» Aim of the exercise
Would you copy only the lines below, beginning with the one that contains "spot the seat backrest in the photo above" and running through the last entry line?
# START OF Raw data
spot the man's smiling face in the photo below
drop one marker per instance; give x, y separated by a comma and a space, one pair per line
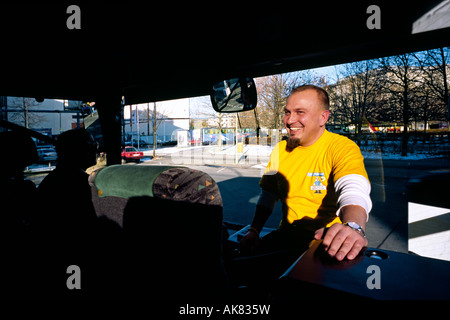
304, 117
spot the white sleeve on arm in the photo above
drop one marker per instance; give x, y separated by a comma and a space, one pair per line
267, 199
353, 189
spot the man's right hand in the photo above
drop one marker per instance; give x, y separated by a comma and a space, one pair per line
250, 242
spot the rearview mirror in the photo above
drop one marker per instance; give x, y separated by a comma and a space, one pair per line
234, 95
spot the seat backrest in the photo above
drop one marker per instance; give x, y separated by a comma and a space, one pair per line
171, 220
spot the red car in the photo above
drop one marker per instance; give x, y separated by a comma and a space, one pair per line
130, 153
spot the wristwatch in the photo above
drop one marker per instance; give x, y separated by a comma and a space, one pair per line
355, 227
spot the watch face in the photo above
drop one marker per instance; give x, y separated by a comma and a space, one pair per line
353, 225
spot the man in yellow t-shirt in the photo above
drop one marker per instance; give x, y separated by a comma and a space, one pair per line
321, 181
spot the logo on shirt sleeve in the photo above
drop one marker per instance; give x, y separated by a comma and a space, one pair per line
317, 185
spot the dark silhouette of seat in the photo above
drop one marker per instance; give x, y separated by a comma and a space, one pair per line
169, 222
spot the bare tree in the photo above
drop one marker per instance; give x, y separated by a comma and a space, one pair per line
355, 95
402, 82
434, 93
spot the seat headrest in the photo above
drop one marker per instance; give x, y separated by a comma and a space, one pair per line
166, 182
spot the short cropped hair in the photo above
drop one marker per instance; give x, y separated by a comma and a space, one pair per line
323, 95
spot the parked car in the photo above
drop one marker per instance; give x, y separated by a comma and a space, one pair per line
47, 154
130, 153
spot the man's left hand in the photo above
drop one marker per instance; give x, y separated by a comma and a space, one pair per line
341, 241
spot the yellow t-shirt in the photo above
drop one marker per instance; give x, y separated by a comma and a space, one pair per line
# END OF Raw data
» Full answer
spot the seat backrest in the photo above
drop one marker per instance; give x, y separated by a comma and a space, one pair per line
171, 220
spot the red car in the photo above
drop one marker per instance; give x, y separated by a comma and a space, one pair per line
130, 153
spot the wristwatch in the photo above
drop one marker per instance; give x, y separated by a comma and a space, one pair per line
355, 227
spot the watch face in the photo above
drop one marker per instance; give x, y separated by a comma and a space, one pair per line
353, 225
spot the man in yellow t-shirt in the photo above
drop one marker per instance; give x, y separated by a comma and a space, one pair per line
321, 181
spot the logo on shirt sleeve in the photo above
drop one marker per instance; give x, y separated by a comma and a space, one pair per line
317, 185
spot the dark silhouette of seat in the photo above
drop one marker per instance; give x, y separated by a comma and a space, one pair per line
169, 222
spot the bare tree in the photo above
drop one marker per instance; give x, y separated by a comma and a space, one pair per line
355, 95
402, 82
434, 93
spot the seat headrest in the photo above
drop one marker per instance; give x, y separated by a comma and a space, one pair per line
166, 182
spot the short cropped hair in the photo above
drop one marker per instance; give x, y separated by a comma and a space, one pair per line
323, 95
spot the parked car in the photo above
drop one marker per instance; give x, y separated by a comma and a space, one pair per line
47, 154
130, 153
spot the man's left hand in the photo above
drop one marker per instance; give x, y separated by a comma and a space, one pair per line
341, 241
spot the yellow t-shirt in the photo above
drop one marker per instance; give x, y separated by a comma and a space, one pair per line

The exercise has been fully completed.